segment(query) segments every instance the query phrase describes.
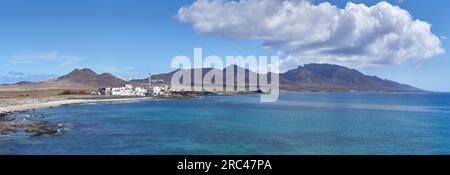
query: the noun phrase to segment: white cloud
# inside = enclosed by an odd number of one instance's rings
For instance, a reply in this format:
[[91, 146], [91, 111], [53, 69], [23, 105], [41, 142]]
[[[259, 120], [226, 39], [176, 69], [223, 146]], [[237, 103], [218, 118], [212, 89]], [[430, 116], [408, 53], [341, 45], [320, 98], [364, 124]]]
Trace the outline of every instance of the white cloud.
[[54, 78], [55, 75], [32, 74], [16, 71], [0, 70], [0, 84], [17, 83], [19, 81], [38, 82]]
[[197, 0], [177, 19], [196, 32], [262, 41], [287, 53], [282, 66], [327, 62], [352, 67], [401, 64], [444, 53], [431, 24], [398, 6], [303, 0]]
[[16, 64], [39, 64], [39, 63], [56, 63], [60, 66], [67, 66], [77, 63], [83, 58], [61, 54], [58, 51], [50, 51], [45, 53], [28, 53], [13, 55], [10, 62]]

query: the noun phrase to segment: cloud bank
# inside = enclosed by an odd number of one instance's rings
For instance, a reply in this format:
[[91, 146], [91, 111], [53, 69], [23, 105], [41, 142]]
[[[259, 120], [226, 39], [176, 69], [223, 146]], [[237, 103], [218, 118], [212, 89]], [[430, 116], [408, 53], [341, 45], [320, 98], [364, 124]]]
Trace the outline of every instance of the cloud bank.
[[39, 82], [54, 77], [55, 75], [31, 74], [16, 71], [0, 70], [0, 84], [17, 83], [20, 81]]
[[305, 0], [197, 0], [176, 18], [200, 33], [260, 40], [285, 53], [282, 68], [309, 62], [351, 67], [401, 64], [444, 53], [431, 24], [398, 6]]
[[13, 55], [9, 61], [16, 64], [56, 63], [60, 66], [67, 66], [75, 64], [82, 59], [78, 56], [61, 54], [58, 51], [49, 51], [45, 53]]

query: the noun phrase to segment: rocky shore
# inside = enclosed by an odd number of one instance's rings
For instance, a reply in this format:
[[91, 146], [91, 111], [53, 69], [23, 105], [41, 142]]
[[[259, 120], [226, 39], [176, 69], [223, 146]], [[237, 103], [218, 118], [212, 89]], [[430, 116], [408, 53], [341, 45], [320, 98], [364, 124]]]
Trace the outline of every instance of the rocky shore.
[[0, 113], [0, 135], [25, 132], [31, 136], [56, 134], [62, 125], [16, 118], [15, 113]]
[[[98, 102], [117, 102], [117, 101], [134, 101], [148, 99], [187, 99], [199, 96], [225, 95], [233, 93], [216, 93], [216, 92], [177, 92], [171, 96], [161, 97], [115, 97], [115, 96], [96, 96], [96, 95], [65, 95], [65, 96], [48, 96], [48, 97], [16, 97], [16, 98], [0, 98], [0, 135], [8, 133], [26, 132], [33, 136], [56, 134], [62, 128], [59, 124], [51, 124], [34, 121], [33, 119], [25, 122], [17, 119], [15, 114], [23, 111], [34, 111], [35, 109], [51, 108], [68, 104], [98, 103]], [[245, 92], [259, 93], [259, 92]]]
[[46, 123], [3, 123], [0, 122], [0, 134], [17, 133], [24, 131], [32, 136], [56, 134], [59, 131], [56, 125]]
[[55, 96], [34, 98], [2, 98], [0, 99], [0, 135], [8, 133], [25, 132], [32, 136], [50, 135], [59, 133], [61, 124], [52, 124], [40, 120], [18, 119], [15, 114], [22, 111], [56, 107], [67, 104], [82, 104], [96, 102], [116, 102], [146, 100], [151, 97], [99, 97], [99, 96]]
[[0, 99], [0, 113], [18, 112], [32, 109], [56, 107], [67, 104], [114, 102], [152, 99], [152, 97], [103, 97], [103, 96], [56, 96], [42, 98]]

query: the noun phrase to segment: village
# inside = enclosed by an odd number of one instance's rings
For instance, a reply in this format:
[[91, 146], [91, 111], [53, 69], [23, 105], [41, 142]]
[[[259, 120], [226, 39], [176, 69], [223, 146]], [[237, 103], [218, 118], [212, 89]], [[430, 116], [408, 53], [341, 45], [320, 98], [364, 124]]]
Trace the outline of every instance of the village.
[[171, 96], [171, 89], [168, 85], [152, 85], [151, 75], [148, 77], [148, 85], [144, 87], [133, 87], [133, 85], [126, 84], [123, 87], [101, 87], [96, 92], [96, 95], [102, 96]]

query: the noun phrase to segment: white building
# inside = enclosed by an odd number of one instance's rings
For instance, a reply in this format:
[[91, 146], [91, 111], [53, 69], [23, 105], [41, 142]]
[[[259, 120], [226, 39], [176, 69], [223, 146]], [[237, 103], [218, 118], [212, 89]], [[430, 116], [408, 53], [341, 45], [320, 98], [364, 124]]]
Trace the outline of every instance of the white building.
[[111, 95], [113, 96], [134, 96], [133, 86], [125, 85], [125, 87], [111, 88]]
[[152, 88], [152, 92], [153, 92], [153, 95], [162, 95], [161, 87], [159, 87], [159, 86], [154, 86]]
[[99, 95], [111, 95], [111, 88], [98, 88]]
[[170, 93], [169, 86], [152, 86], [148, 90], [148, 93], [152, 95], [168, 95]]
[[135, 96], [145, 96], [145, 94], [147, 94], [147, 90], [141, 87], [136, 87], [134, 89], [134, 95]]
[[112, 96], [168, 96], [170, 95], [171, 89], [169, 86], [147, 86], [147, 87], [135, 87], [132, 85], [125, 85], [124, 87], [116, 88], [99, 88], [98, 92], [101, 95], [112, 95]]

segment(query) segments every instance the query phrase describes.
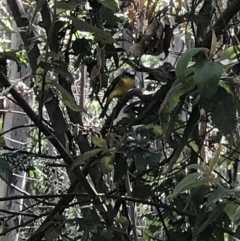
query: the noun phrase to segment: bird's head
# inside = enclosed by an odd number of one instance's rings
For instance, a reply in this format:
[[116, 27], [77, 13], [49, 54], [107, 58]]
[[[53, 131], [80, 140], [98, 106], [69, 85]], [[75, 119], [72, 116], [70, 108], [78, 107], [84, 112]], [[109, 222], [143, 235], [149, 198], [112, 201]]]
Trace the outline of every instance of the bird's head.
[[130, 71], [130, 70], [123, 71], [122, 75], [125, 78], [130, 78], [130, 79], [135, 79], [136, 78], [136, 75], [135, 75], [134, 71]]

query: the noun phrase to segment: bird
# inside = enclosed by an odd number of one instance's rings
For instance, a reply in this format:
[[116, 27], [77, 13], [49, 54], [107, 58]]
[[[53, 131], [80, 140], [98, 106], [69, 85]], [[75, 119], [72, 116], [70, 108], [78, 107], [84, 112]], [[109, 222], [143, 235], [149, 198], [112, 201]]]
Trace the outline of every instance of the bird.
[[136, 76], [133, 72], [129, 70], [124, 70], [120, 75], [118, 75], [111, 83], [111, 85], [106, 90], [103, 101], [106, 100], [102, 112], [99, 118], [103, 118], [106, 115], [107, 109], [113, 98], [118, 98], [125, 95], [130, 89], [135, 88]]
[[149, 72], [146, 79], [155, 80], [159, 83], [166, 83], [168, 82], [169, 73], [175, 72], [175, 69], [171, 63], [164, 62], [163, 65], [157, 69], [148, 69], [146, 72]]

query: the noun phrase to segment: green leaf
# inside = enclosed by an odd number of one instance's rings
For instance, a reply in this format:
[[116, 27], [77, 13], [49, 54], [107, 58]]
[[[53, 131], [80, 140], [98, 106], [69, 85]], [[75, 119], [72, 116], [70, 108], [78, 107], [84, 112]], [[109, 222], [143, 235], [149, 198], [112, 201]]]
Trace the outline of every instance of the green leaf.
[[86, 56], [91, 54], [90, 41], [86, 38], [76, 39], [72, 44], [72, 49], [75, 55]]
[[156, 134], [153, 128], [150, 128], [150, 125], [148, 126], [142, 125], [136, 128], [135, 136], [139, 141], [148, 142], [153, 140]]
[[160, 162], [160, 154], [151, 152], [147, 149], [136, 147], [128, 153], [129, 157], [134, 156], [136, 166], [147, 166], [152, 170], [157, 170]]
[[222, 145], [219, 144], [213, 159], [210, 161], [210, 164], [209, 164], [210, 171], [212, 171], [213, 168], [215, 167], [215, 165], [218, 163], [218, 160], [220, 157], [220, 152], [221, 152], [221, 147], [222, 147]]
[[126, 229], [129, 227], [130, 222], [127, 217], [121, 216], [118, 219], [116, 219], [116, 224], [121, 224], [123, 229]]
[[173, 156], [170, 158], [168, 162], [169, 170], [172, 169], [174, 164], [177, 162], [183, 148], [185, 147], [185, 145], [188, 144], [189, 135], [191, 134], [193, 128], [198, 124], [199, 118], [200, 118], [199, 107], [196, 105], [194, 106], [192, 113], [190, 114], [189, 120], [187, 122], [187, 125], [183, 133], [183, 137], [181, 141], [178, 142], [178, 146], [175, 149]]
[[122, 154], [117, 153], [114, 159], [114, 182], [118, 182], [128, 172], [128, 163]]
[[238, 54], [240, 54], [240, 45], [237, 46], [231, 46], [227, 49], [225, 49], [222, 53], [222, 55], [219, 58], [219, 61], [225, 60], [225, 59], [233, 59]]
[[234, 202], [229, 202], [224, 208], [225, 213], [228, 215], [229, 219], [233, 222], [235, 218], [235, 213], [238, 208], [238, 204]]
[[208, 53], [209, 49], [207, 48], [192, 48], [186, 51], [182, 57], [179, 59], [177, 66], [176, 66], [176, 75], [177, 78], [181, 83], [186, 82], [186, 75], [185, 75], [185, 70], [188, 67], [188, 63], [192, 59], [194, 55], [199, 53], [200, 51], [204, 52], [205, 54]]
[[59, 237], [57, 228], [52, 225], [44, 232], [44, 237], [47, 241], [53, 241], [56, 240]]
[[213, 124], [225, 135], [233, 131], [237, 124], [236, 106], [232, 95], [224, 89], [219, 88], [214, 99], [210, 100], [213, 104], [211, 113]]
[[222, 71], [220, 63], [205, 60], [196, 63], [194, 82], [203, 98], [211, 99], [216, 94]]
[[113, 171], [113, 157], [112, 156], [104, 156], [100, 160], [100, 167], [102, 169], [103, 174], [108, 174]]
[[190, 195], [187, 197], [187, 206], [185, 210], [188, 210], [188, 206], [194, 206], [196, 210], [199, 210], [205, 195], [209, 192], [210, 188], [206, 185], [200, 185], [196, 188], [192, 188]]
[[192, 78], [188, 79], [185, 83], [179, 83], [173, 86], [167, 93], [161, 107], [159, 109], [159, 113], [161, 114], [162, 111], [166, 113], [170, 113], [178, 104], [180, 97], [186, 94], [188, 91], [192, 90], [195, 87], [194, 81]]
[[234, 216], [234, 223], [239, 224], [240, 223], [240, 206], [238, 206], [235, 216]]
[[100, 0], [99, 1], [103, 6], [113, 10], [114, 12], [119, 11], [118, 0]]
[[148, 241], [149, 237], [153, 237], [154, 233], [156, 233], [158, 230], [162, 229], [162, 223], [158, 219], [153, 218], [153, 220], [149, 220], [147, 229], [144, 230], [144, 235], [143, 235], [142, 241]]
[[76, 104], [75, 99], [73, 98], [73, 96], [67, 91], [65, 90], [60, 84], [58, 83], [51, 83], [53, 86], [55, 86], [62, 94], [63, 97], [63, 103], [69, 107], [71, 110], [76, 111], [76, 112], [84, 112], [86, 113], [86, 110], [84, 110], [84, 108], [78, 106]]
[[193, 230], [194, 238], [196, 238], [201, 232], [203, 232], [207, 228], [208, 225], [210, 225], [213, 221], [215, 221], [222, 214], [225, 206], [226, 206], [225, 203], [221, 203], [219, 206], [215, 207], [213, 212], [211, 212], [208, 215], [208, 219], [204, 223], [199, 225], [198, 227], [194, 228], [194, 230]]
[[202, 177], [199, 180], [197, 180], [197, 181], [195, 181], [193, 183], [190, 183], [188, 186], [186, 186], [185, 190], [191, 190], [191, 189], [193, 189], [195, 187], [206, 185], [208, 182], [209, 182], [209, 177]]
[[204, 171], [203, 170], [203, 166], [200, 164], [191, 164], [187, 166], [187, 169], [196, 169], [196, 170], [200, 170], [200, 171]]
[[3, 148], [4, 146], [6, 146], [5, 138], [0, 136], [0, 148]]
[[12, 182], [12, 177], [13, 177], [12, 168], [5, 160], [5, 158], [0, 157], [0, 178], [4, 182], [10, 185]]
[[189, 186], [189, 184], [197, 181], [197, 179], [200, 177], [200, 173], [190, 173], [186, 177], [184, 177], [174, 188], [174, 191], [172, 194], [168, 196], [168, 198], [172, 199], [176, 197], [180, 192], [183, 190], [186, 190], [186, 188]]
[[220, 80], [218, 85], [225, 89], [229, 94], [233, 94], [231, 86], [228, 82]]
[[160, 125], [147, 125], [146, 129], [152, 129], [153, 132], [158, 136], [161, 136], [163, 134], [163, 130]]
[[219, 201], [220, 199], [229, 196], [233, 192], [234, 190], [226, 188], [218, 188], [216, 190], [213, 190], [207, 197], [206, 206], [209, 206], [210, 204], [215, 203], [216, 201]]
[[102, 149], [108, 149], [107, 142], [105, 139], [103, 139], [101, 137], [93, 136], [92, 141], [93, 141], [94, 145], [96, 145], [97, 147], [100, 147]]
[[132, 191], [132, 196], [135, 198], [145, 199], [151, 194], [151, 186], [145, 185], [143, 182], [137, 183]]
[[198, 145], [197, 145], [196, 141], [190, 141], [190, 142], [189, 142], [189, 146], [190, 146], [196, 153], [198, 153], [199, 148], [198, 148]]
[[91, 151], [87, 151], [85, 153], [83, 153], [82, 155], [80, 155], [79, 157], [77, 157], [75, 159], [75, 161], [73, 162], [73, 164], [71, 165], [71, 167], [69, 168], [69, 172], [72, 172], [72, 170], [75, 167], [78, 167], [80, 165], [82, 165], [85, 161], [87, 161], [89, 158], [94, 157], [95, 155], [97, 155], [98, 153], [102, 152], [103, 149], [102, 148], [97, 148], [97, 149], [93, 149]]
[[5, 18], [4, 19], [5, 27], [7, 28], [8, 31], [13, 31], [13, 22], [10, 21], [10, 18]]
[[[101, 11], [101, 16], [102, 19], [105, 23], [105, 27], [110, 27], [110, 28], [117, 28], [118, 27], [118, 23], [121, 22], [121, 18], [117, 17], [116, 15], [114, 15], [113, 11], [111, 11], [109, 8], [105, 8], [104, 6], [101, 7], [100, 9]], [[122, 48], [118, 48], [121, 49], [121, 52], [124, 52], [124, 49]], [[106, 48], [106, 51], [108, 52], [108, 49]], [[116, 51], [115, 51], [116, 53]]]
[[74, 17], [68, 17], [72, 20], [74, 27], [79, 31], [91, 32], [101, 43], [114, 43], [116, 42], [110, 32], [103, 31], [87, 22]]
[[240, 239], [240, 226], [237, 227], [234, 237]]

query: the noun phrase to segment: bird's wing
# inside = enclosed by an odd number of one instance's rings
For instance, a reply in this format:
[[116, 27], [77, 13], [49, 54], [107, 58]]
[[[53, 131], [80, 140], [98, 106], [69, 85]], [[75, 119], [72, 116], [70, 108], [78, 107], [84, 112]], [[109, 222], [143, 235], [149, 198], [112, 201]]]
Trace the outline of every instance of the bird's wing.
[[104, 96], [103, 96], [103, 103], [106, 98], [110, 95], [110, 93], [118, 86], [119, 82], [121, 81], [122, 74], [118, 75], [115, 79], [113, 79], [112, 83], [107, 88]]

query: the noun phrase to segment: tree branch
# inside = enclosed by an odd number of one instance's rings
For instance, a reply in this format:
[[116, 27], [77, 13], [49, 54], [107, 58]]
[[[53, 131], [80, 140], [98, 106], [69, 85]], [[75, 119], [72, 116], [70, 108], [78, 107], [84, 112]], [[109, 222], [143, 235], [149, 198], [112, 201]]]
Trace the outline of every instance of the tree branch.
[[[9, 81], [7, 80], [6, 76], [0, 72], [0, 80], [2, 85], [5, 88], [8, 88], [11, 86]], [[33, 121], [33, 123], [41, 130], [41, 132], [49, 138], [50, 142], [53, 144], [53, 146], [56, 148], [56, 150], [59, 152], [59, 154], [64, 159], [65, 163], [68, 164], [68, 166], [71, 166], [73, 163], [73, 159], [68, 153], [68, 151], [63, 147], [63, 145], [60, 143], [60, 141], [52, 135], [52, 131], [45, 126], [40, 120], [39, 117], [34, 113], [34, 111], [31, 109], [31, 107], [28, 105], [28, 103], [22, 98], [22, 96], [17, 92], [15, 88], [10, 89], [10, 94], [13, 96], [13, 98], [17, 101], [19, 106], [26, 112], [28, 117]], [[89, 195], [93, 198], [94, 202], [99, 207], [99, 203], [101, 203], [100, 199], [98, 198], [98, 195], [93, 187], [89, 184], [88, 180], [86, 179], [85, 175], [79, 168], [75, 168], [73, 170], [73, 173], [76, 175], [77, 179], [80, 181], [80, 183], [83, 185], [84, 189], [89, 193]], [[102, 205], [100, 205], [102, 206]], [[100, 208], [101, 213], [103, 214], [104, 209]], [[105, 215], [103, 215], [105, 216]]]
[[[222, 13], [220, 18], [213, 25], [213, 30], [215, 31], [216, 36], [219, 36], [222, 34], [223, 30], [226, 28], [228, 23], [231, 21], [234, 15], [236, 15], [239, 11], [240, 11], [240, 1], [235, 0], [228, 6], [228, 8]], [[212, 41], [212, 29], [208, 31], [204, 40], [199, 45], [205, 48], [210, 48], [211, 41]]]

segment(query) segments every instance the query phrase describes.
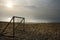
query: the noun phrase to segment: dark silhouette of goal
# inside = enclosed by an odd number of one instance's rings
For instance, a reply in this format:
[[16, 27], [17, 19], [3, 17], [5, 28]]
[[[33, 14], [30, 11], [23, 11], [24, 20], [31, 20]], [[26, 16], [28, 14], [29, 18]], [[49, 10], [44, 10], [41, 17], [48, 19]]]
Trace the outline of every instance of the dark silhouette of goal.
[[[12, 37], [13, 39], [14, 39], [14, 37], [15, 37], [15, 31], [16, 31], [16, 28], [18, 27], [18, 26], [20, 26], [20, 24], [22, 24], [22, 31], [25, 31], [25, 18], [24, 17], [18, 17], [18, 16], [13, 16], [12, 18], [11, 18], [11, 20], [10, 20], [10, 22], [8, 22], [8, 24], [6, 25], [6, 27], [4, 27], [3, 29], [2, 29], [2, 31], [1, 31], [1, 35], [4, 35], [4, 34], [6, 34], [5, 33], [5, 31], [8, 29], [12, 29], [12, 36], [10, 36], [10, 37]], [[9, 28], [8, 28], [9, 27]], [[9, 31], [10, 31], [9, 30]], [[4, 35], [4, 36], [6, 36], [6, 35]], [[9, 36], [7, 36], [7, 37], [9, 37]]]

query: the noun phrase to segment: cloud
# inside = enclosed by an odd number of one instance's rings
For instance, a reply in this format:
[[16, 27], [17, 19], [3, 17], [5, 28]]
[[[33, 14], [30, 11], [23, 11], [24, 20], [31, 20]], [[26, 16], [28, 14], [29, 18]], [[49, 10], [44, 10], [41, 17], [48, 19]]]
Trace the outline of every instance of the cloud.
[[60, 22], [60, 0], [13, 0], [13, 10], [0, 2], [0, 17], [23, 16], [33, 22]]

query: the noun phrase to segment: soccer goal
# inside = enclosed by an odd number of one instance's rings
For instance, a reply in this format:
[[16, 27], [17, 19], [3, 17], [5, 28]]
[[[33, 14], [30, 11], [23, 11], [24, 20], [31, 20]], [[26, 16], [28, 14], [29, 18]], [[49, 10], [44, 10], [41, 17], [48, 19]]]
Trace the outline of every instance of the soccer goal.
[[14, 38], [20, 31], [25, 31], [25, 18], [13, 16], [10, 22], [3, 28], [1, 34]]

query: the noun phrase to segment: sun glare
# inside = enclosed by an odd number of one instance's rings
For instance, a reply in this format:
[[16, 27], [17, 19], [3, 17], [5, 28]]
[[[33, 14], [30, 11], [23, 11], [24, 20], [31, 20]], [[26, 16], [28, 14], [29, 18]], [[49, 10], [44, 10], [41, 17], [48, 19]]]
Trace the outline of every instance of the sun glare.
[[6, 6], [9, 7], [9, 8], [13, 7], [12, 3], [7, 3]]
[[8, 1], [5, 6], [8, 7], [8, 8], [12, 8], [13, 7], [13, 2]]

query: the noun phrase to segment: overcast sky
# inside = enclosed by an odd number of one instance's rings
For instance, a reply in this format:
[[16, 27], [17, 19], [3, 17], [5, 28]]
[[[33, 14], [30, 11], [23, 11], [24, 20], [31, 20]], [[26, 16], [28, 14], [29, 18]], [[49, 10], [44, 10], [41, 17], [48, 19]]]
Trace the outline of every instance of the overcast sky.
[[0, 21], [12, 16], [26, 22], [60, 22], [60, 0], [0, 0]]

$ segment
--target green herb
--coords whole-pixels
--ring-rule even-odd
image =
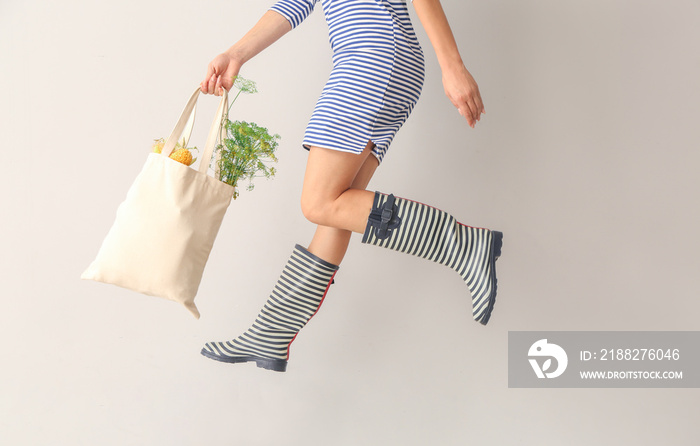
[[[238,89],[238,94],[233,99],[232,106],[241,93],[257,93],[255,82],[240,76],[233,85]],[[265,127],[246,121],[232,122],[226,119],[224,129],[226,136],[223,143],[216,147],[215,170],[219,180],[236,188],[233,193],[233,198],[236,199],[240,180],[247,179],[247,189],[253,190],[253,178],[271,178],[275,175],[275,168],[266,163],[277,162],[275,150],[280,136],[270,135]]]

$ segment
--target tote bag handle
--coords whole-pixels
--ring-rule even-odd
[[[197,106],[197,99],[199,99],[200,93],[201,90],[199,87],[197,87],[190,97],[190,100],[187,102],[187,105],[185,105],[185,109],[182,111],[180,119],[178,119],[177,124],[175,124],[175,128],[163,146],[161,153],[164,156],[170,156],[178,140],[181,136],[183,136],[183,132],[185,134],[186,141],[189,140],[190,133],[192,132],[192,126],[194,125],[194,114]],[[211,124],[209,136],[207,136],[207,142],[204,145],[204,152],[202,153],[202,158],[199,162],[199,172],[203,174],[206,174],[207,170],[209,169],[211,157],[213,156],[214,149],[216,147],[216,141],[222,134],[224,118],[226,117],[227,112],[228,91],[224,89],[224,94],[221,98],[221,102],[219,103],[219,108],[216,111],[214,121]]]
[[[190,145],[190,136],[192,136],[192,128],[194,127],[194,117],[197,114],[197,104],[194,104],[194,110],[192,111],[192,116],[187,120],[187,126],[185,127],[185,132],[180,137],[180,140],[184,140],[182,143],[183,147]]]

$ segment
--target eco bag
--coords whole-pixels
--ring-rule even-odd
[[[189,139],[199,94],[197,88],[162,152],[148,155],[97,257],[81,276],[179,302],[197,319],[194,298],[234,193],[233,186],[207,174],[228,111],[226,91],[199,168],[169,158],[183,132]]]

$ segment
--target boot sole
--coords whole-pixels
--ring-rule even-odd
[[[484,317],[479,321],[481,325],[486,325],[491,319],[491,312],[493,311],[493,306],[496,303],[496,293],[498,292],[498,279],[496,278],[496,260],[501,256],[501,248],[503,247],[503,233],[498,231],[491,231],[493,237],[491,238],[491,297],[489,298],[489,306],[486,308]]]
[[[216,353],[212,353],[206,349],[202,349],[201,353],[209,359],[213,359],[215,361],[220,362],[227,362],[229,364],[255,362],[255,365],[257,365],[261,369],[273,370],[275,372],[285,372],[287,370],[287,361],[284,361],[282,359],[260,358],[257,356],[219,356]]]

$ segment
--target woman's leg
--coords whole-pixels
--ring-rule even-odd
# # #
Assignment —
In the records above, locate every line with the string "target" and copy it.

Task response —
--target green herb
--target tote bag handle
--target eco bag
--target boot sole
--target woman's leg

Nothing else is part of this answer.